→ **MATERIAL FOR THE TASK**:
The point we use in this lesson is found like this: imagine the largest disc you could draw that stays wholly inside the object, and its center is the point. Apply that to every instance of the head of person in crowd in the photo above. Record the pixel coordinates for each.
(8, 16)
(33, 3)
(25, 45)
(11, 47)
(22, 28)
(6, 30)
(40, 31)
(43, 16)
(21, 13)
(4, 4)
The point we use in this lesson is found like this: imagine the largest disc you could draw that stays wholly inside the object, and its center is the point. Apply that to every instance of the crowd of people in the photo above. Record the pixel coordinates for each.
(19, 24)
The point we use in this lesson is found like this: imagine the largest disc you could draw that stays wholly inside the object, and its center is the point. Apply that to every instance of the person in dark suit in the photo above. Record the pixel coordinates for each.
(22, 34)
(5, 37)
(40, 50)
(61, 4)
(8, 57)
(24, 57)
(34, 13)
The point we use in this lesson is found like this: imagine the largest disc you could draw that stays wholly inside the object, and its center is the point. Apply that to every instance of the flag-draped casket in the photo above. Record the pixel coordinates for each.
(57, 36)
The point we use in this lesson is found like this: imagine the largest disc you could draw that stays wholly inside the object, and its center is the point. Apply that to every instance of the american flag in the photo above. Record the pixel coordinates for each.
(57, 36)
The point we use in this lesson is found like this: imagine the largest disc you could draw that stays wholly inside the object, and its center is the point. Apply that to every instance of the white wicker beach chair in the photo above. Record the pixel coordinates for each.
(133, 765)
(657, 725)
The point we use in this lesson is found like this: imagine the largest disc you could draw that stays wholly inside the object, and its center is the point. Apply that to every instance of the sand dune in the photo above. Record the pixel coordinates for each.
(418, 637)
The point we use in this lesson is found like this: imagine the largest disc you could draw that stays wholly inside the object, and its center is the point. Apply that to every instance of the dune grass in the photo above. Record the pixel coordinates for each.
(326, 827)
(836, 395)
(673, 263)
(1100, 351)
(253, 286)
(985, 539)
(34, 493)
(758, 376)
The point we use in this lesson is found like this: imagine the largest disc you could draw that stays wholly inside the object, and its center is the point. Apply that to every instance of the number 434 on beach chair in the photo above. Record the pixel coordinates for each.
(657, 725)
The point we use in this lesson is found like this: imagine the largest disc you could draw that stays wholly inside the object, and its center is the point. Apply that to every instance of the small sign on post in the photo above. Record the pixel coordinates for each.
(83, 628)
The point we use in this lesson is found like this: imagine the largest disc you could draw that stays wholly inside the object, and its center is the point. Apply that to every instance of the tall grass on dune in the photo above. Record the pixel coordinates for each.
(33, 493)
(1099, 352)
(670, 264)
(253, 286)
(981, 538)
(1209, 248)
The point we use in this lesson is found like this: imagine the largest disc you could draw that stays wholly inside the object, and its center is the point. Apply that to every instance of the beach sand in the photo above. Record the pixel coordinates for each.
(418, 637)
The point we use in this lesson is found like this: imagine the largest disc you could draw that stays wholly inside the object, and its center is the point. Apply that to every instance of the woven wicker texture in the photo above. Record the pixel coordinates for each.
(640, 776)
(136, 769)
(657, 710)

→ **ACTIVITY**: Would you reproduce the full listing shown above, word for word?

→ **SOLUTION**:
The point we use in this lesson is found like this: imagine the largest disc you could draw that stays wholly inside the object, and its center is the point. Apply that to every instance of the head of person in crowd in the photo above. Record the pixel coordinates for each.
(8, 16)
(33, 3)
(25, 45)
(11, 47)
(22, 28)
(6, 30)
(40, 31)
(43, 16)
(21, 13)
(4, 4)
The point we use in this lesson is found like this: imagine the largest disc you could draw that stays wholly inside the object, and its center is the point. Apply that to every instance of the crowd of people in the photo above. Record the pixel coordinates for each.
(19, 24)
The point we use in this lesson is found like this: imagine the largest disc you could draw that stays wholly inside the object, and its center is the point. Apply that to every instance of the person in dark suit in the photo above. Record the pixel coordinates for each.
(22, 34)
(5, 37)
(40, 50)
(61, 4)
(8, 57)
(24, 57)
(34, 13)
The point we use in this lesson is found like this: imagine the largest disc you could draw that stays wholly inside the object, and its center is the point. Apply that to every instance of the flag-draped casket in the photo above. Record the pixel coordinates for each.
(57, 36)
The point we use in this lesson is found like this: imagine the largest disc you could draw that stays wholly inside the object, and its center is the point. Apply that to every instance of the american flag in the photo above. Record the pixel coordinates for each.
(57, 36)
The point we use in this lesson is found like this: imagine the largest disc you could draw that stays wholly inside the object, and its center is the point. Apply that to every instance of the white wicker beach chair in the photo above. Record the pixel coordinates for each.
(133, 765)
(657, 725)
The point we use in this lesson is found like this: imagine the largest disc you could draw that stays wholly inside the object, and its center is the point. Apply that to every instance of the sand dune in the photo above. Record the pixel coordinates for each.
(418, 637)
The point we use in this lesson is found like this: imagine the largest disc you could draw that stays wholly inside the object, and its center is the point. Apply that to every instance of the dune grass in the photo above. Record the pixel coordinates for each.
(326, 827)
(836, 395)
(673, 263)
(1100, 351)
(253, 286)
(985, 539)
(34, 493)
(758, 376)
The point we use in this lesson is found like this: imagine the largest disc you could draw that stays wholly inside the object, and its center is the point. Apply that to every instance of the number 434 on beach chair in the photo above. Record the pixel coordinates for each.
(657, 725)
The point we use in this lesson is found like this: imagine the largest disc you could draw that stays wholly inside the object, and its center is the point. Apply that to every instance of the small sign on post in the photo above. Record the pixel coordinates for each.
(83, 628)
The point we use in this lesson is found like this: imagine the largest disc you could draw that stays wholly inside the object, and its center is the point. Apply that to every instance of the tall grass on dune in the photo above. Record the pixel coordinates for each.
(33, 493)
(1099, 352)
(670, 264)
(253, 286)
(981, 538)
(1209, 248)
The point we use in this lesson is found like this: imagine the largest disc you could draw that stays wholly inside the object, and its center is the point. Apply that to every instance of the beach sand in the photo above. Record the pixel coordinates for each.
(418, 637)
The point we use in this lesson is found like this: imagine the largest disc you could draw that stays wholly inside the object, and its center is the point. Apply that to every instance of the woven wicker texture in the photo above. Record the pixel coordinates for each.
(640, 776)
(136, 769)
(657, 710)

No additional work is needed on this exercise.